DATASET
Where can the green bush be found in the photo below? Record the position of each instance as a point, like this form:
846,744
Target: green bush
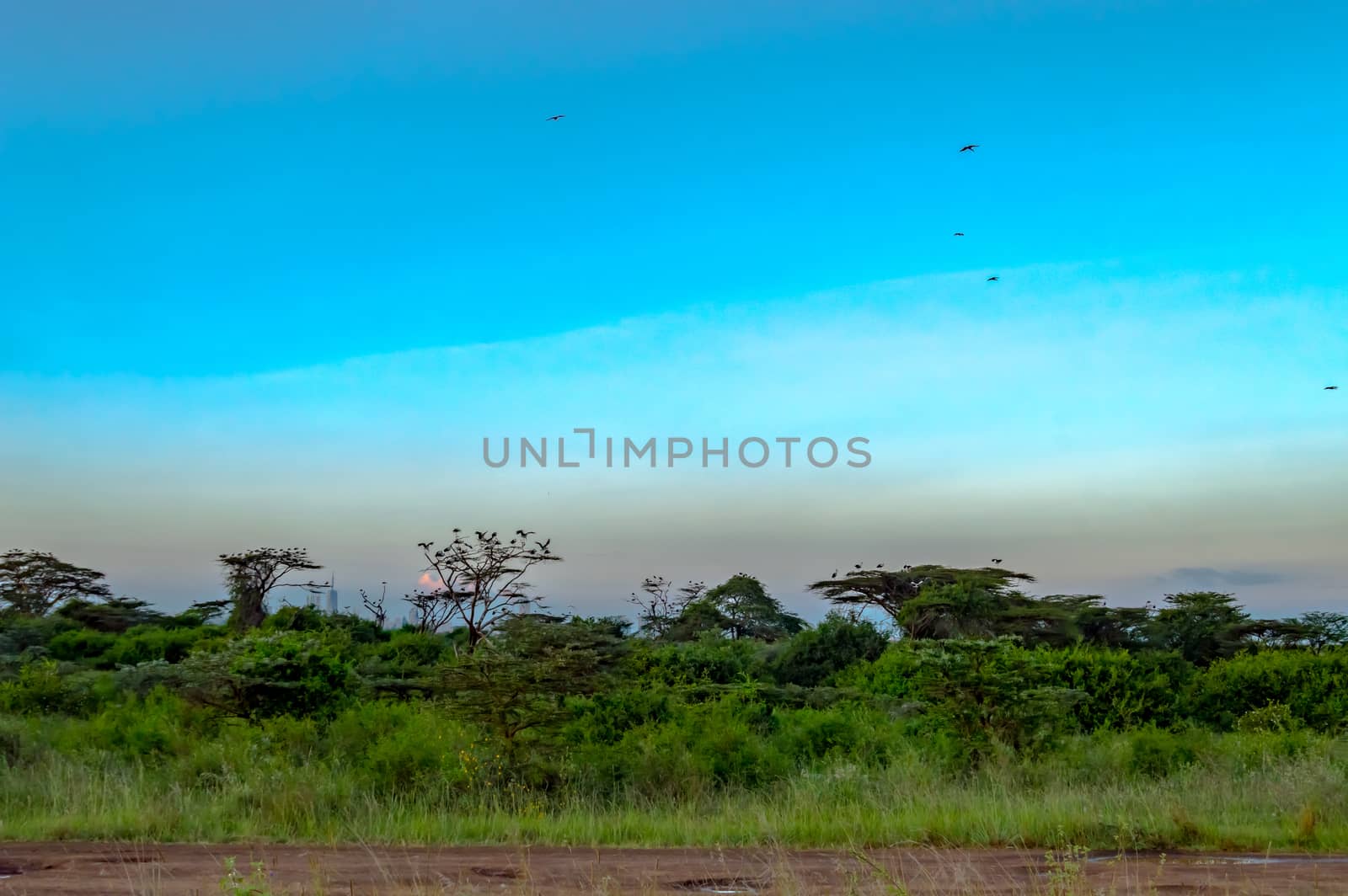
265,675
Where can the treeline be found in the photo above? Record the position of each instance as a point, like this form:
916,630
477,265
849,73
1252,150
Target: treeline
960,662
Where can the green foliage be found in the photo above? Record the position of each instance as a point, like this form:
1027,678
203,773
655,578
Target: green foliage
1201,626
816,655
34,583
1313,686
40,689
265,675
741,608
518,680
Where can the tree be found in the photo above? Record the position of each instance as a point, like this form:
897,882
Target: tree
115,615
262,675
1201,626
752,612
34,583
255,574
518,682
479,583
1092,623
812,657
660,610
1320,630
375,606
891,590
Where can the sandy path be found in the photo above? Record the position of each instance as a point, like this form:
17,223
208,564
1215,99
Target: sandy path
125,868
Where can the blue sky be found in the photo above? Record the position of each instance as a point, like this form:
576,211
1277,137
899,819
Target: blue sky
270,275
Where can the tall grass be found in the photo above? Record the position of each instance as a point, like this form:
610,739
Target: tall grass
1242,792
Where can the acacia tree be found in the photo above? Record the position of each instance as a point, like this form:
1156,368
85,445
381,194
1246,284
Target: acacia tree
34,583
518,680
375,606
479,583
662,605
893,590
255,574
752,612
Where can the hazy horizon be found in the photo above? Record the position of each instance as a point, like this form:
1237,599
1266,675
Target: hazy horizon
270,276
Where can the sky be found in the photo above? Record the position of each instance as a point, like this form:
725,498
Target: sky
271,274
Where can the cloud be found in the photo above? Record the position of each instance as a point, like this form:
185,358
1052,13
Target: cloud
1210,577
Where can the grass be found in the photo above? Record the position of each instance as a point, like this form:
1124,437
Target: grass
1277,803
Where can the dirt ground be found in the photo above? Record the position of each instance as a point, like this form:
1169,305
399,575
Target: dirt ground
126,868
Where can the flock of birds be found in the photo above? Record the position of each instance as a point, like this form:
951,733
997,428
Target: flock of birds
880,566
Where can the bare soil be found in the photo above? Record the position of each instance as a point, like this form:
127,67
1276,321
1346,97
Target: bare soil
163,869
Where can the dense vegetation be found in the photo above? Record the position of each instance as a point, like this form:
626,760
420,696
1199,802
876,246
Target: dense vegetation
932,704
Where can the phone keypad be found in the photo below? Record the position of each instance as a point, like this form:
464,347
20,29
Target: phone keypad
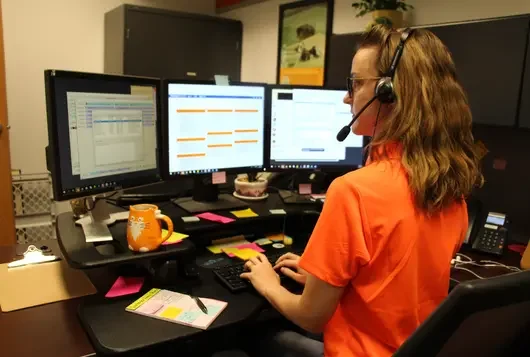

PROMPT
Please write out exactly the lines from the one holding "Where can the grass" through the last line of the material above, both included, as a copy without pictures.

RESULT OF THIS EXERCISE
Where can the grass be found in the photo above? Record the position of each instance as a point, like this form:
1124,437
Target: grass
1277,803
Where can the dirt ground be found in the photo above? Record the position of each instance as a point, like this form:
1169,305
399,575
Target: dirt ground
126,868
Where can the flock of birds be found in the photo above? Record the position of each instance as a point, like this form:
951,733
997,428
Target: flock of birds
880,566
Where can the bare soil be found in the photo above? Record the position of each instance as a point, like this form:
127,67
1276,321
1346,97
Target: bare soil
163,869
Where can the dense vegetation be found in the photo above? Record the position of each instance as a point, like this form:
626,760
420,696
1199,802
876,246
Target: dense vegetation
932,704
Where can the phone keypad be found in the photo below? Record the position of each instance as a point, like this form:
464,347
20,29
Target: phone keypad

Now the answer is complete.